Work request: Lines that include the word "white" should be copied from the listing that follows.

Records shown:
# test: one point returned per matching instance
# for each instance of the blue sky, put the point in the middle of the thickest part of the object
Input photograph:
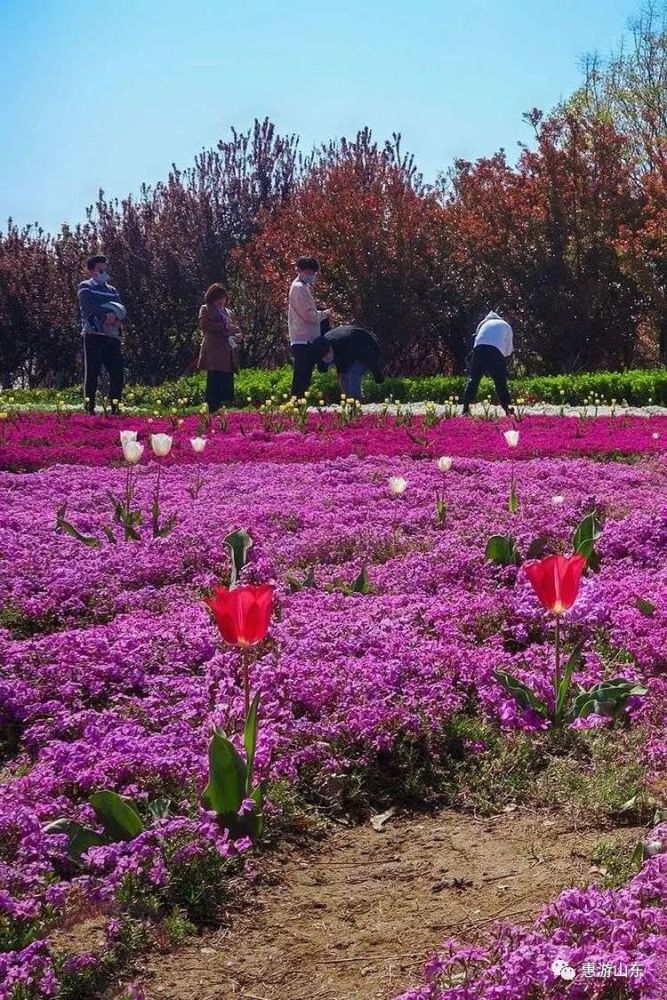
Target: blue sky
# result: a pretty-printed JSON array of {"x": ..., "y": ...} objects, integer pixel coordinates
[{"x": 110, "y": 94}]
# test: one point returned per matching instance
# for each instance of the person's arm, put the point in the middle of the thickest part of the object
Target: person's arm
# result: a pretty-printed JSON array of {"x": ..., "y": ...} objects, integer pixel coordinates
[
  {"x": 509, "y": 341},
  {"x": 303, "y": 303}
]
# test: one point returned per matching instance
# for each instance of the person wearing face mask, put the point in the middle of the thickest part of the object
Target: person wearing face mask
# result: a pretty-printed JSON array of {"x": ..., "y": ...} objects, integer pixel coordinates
[
  {"x": 304, "y": 321},
  {"x": 102, "y": 314}
]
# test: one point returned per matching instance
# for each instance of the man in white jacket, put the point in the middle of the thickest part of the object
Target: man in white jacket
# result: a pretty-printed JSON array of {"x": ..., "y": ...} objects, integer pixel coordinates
[
  {"x": 494, "y": 343},
  {"x": 303, "y": 321}
]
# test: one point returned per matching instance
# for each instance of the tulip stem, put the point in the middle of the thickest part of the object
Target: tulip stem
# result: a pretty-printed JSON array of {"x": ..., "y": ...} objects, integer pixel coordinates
[{"x": 245, "y": 669}]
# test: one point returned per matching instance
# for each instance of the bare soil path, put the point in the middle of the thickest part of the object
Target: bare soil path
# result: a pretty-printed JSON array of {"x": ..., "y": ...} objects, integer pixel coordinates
[{"x": 355, "y": 917}]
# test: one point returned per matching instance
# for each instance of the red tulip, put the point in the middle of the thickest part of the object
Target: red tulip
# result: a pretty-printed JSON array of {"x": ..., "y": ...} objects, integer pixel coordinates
[
  {"x": 556, "y": 581},
  {"x": 242, "y": 614}
]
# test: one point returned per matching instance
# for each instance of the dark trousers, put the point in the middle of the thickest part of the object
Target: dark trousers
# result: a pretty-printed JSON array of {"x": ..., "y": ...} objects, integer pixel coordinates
[
  {"x": 100, "y": 351},
  {"x": 304, "y": 358},
  {"x": 219, "y": 389},
  {"x": 487, "y": 360}
]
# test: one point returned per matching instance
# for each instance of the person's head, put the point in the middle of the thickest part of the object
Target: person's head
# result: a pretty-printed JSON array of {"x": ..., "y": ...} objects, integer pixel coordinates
[
  {"x": 307, "y": 268},
  {"x": 216, "y": 295},
  {"x": 323, "y": 351},
  {"x": 97, "y": 268}
]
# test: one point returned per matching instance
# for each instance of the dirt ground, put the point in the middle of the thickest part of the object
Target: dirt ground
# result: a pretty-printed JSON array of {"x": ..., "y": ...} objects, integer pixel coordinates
[{"x": 354, "y": 918}]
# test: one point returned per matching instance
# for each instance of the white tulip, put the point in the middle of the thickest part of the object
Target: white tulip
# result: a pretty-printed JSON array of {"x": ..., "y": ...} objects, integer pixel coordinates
[
  {"x": 161, "y": 444},
  {"x": 397, "y": 485},
  {"x": 132, "y": 452}
]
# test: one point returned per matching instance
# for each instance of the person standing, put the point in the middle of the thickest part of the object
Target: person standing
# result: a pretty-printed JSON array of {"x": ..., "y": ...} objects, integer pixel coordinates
[
  {"x": 354, "y": 350},
  {"x": 303, "y": 321},
  {"x": 102, "y": 314},
  {"x": 217, "y": 356},
  {"x": 494, "y": 343}
]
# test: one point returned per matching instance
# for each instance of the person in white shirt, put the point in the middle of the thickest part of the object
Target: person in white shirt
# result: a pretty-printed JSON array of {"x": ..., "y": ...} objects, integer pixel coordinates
[
  {"x": 494, "y": 342},
  {"x": 304, "y": 324}
]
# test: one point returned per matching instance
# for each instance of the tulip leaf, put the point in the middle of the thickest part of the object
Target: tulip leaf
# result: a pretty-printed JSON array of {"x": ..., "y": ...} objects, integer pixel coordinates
[
  {"x": 647, "y": 608},
  {"x": 525, "y": 696},
  {"x": 307, "y": 583},
  {"x": 361, "y": 585},
  {"x": 239, "y": 543},
  {"x": 66, "y": 528},
  {"x": 228, "y": 774},
  {"x": 502, "y": 549},
  {"x": 159, "y": 809},
  {"x": 250, "y": 740},
  {"x": 118, "y": 815},
  {"x": 608, "y": 698},
  {"x": 538, "y": 547},
  {"x": 256, "y": 818},
  {"x": 586, "y": 534},
  {"x": 80, "y": 838},
  {"x": 573, "y": 663}
]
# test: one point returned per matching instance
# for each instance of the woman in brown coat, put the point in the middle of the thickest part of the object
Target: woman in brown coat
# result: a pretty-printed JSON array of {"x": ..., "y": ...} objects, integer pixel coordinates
[{"x": 217, "y": 355}]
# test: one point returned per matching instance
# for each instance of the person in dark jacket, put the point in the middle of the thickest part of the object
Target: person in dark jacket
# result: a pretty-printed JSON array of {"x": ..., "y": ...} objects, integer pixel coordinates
[
  {"x": 102, "y": 314},
  {"x": 217, "y": 356},
  {"x": 354, "y": 351}
]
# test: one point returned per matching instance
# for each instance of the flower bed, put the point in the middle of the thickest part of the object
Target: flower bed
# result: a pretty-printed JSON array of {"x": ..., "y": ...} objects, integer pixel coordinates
[
  {"x": 34, "y": 441},
  {"x": 112, "y": 676}
]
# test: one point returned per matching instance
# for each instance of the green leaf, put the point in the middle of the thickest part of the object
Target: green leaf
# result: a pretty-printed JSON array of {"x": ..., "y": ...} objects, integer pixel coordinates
[
  {"x": 167, "y": 527},
  {"x": 538, "y": 547},
  {"x": 606, "y": 698},
  {"x": 159, "y": 809},
  {"x": 523, "y": 694},
  {"x": 257, "y": 821},
  {"x": 647, "y": 608},
  {"x": 81, "y": 838},
  {"x": 361, "y": 584},
  {"x": 573, "y": 663},
  {"x": 118, "y": 815},
  {"x": 68, "y": 529},
  {"x": 239, "y": 543},
  {"x": 250, "y": 739},
  {"x": 307, "y": 583},
  {"x": 228, "y": 776},
  {"x": 585, "y": 536},
  {"x": 502, "y": 549},
  {"x": 638, "y": 855}
]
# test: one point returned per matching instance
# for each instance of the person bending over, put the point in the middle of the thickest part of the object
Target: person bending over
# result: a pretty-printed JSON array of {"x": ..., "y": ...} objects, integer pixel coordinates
[
  {"x": 303, "y": 321},
  {"x": 101, "y": 316},
  {"x": 493, "y": 345},
  {"x": 354, "y": 351},
  {"x": 217, "y": 356}
]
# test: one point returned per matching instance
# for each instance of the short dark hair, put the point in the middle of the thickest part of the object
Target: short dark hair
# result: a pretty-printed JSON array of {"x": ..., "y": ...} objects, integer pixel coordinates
[
  {"x": 308, "y": 264},
  {"x": 97, "y": 258},
  {"x": 214, "y": 292}
]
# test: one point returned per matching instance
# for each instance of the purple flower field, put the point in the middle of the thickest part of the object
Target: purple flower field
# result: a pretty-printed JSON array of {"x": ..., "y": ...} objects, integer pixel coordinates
[{"x": 112, "y": 674}]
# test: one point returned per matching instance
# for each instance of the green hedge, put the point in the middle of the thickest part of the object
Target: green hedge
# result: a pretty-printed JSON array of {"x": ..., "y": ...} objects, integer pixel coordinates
[{"x": 637, "y": 388}]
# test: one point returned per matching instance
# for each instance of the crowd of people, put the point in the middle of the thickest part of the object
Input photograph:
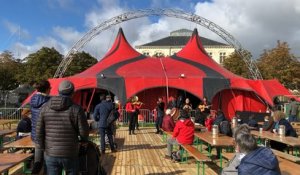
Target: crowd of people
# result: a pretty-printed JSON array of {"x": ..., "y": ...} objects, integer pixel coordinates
[{"x": 57, "y": 126}]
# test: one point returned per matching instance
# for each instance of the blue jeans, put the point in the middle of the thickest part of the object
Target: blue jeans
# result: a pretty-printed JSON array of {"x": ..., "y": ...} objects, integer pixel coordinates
[
  {"x": 109, "y": 133},
  {"x": 55, "y": 165}
]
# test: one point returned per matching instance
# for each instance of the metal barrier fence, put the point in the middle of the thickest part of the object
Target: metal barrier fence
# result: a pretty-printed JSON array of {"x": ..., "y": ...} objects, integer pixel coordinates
[
  {"x": 145, "y": 116},
  {"x": 10, "y": 113}
]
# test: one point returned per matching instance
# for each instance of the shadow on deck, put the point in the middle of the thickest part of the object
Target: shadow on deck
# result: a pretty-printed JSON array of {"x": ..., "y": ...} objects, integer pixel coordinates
[{"x": 143, "y": 153}]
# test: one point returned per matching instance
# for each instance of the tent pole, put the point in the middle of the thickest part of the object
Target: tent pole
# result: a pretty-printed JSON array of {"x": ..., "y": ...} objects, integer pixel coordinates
[
  {"x": 166, "y": 76},
  {"x": 88, "y": 108}
]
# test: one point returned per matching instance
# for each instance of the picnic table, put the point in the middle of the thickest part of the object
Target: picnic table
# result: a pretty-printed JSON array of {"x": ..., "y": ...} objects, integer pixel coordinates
[
  {"x": 292, "y": 141},
  {"x": 7, "y": 123},
  {"x": 286, "y": 167},
  {"x": 219, "y": 141},
  {"x": 2, "y": 135},
  {"x": 23, "y": 143},
  {"x": 10, "y": 160}
]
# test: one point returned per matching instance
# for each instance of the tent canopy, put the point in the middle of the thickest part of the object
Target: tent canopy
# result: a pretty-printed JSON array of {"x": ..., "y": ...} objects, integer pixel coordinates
[{"x": 125, "y": 72}]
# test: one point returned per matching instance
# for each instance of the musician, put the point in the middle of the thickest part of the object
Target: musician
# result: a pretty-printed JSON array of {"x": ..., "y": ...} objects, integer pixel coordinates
[
  {"x": 160, "y": 108},
  {"x": 137, "y": 106}
]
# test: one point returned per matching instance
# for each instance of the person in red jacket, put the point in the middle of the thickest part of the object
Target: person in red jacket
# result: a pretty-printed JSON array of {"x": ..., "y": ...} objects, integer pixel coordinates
[
  {"x": 168, "y": 122},
  {"x": 209, "y": 122},
  {"x": 183, "y": 132}
]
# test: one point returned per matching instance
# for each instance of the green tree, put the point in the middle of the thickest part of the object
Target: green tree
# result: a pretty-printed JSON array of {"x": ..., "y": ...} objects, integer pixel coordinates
[
  {"x": 81, "y": 61},
  {"x": 41, "y": 65},
  {"x": 9, "y": 68},
  {"x": 280, "y": 64},
  {"x": 236, "y": 65}
]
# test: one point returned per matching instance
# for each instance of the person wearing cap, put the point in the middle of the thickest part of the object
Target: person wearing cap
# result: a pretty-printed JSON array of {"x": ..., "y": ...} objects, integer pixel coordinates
[
  {"x": 168, "y": 122},
  {"x": 36, "y": 102},
  {"x": 101, "y": 113},
  {"x": 60, "y": 127},
  {"x": 183, "y": 132}
]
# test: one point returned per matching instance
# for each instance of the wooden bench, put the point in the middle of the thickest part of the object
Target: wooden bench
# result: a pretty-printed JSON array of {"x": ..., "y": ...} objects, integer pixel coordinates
[
  {"x": 194, "y": 152},
  {"x": 166, "y": 134},
  {"x": 286, "y": 156},
  {"x": 228, "y": 156},
  {"x": 286, "y": 166},
  {"x": 8, "y": 161}
]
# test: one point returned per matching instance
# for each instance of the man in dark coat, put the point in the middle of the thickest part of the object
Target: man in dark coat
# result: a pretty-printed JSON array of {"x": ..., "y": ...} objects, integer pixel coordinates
[
  {"x": 36, "y": 102},
  {"x": 101, "y": 113},
  {"x": 24, "y": 126},
  {"x": 60, "y": 123}
]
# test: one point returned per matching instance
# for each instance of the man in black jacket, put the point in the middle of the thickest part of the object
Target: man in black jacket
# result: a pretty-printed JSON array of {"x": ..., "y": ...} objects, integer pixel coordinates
[
  {"x": 60, "y": 123},
  {"x": 101, "y": 113}
]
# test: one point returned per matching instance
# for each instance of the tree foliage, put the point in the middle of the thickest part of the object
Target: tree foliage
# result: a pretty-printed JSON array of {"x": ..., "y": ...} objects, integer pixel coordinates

Exercise output:
# for each instance of the man in white jacket, put the point in the middle of the thickest part of the object
Target: man in white jacket
# for each instance of the white tulip, put the point in the middle of the thickest part of the object
Target: white tulip
# for each instance of the person in white shirt, put the point in the middle of the thickest part of the object
Target: person in white shirt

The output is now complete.